> Problem to work on: Each line of the entries below that includes "with" belongs in your answer.

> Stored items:
[Start of section]

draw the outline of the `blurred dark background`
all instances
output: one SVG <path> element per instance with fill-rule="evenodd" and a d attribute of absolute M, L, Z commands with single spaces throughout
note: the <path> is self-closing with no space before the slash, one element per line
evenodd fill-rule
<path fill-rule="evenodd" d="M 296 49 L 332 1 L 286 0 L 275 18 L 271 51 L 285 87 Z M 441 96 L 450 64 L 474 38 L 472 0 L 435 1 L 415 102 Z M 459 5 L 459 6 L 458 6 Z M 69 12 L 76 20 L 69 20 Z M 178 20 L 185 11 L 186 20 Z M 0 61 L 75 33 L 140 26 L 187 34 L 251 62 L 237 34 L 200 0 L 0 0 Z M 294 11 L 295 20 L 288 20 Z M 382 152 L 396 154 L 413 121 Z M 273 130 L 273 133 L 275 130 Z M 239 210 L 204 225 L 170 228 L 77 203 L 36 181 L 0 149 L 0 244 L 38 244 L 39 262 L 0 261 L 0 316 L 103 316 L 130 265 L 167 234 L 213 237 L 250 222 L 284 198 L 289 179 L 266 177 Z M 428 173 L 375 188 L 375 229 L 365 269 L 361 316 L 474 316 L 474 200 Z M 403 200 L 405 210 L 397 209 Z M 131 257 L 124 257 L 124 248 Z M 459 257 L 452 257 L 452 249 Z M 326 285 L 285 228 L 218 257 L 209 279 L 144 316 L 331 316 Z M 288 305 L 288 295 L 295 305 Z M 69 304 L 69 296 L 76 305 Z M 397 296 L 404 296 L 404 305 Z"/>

[End of section]

> Response area:
output: one SVG <path> element per instance with fill-rule="evenodd" and a d attribute of absolute M, L, Z commands with single spaces throughout
note: the <path> is self-closing with no space before the slash, one element per line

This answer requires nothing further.